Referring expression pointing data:
━━━━
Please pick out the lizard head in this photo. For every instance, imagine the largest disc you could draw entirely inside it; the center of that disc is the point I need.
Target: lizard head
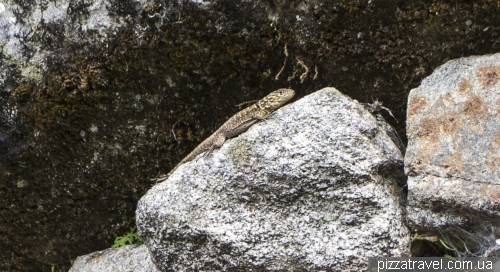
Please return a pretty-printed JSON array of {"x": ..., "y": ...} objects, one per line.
[{"x": 276, "y": 99}]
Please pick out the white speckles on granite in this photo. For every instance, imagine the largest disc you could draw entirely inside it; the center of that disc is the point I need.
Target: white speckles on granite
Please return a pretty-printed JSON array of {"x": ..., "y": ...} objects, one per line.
[{"x": 300, "y": 190}]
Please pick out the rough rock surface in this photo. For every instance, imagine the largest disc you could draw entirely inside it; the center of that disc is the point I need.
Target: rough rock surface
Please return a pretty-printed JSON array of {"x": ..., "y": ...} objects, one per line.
[
  {"x": 314, "y": 186},
  {"x": 132, "y": 258},
  {"x": 453, "y": 154},
  {"x": 98, "y": 96}
]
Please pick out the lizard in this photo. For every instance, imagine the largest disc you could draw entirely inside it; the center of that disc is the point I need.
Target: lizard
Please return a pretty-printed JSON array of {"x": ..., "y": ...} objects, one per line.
[{"x": 239, "y": 123}]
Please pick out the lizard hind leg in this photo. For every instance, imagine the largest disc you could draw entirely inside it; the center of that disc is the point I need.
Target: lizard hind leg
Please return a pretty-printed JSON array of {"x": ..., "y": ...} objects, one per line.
[{"x": 217, "y": 142}]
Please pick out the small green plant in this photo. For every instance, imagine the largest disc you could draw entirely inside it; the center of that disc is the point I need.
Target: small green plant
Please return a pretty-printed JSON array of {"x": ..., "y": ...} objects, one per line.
[{"x": 129, "y": 238}]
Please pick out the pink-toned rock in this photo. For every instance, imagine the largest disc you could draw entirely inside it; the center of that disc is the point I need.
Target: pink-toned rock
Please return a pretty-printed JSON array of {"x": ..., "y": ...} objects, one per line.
[{"x": 453, "y": 154}]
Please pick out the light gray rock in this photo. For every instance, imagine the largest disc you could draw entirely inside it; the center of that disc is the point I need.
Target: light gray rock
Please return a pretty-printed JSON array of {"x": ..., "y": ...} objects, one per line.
[
  {"x": 315, "y": 186},
  {"x": 453, "y": 154},
  {"x": 132, "y": 258}
]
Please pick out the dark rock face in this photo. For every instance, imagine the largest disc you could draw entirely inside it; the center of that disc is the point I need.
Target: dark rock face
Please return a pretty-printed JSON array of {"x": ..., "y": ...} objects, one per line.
[
  {"x": 313, "y": 187},
  {"x": 97, "y": 97},
  {"x": 453, "y": 156}
]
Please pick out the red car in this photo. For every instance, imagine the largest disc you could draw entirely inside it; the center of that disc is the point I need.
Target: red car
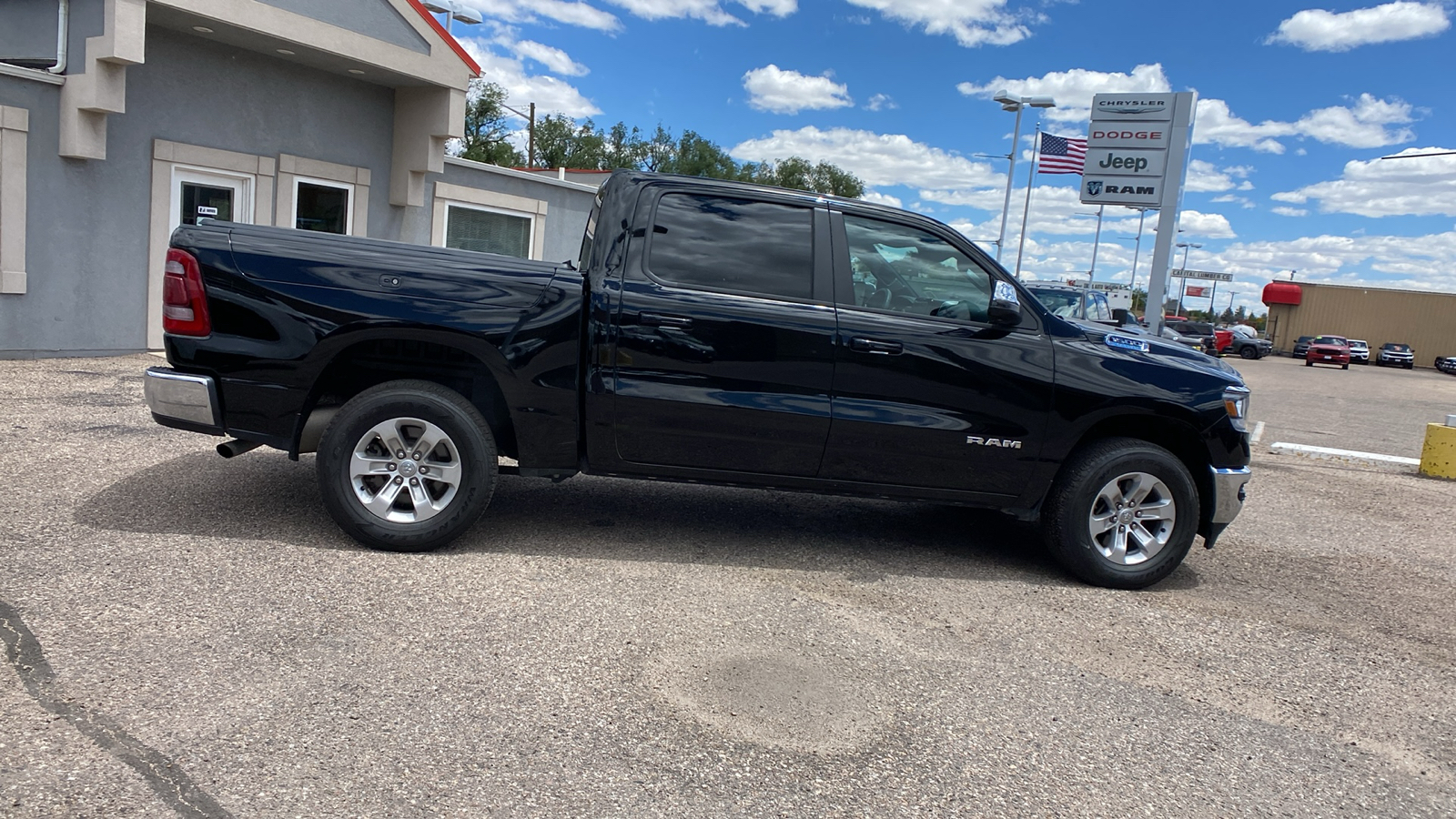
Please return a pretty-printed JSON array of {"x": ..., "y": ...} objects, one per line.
━━━━
Nothing but the records, copied exactly and stripped of pictures, should be returned.

Please pick out the lizard head in this photo. For every instance, imagine the largest disc you could draw entirely inside it; the center of that disc is the point I need.
Target: lizard head
Please return a pretty-printed JSON array of {"x": ..., "y": ...} objects, one per line.
[{"x": 276, "y": 99}]
Please pick out the white speckles on granite in this photo. For every instance, imagine the largest disc you could draw entirely inside it; the center of that disc is the point I need.
Target: white speckles on granite
Please return a pretty-printed JSON array of {"x": ..., "y": ...} objects, one per line.
[{"x": 300, "y": 190}]
Please pick out the rough rock surface in this photo. For every instance, imagine the largest disc you could draw entirely inside it; the center of that disc is the point I need.
Target: rough rock surface
Please return a pretty-printed JSON array of {"x": ..., "y": ...} objects, one per line.
[
  {"x": 314, "y": 186},
  {"x": 132, "y": 258},
  {"x": 453, "y": 154},
  {"x": 98, "y": 96}
]
Please pick out the lizard in this photo. For every instance, imagine the largest disc you could draw entirely inside it; the center of that disc is the point I need.
Target: lizard
Please return a pretty-printed JSON array of {"x": ..., "y": ...} objects, one per line.
[{"x": 239, "y": 123}]
Please pick out the lizard hind leg in this photo. For every instance, imagine the largest disc you could draw entirely inside it; the center of that disc is the point I need.
Target: lizard hind leg
Please return a pretty-printed JSON array of {"x": ..., "y": ...} objects, one per line.
[{"x": 217, "y": 142}]
Please pick out the small green plant in this photo. For every instance, imagine the largest disc you could draw entirely inside it; the center of that disc is the point I need.
Target: small green plant
Please return a pretty-printed JSON array of {"x": ..., "y": ...} objects, one per line.
[{"x": 129, "y": 238}]
Please pick out the pink-toned rock in this photo. For every instance, imagine the largest disc you could draw entirely inside it; the center of that disc is the point I need.
Target: pink-toned rock
Please return a pretty-printed JSON array of {"x": ..., "y": ...} objects, one per line.
[{"x": 453, "y": 154}]
Please pick out the light gray rock in this photo. For every instance, imagine the largest disc you could draw entirely inside it; the center of that disc is the point I need.
Target: light gray rock
Please return a pretty-printed JSON array of {"x": ..., "y": ...} objects, one per line.
[
  {"x": 315, "y": 186},
  {"x": 453, "y": 154},
  {"x": 132, "y": 258}
]
Please pick out the dark rock face in this photo. For every instance, imagine the largest disc you could draw entirely inside it; the center of that disc is the point I need.
Target: dark rock face
Please return a pretty-printed JSON array of {"x": ..., "y": ...} objects, one per line.
[
  {"x": 313, "y": 187},
  {"x": 97, "y": 97},
  {"x": 453, "y": 156}
]
Please pick out the red car in this photo. For every instance, imagine the largest disc you could draw entirely inside it; the center of that disc is the point I need.
Target: red car
Please return a pretty-printed JSON array of {"x": ..., "y": ...} objects, one per line.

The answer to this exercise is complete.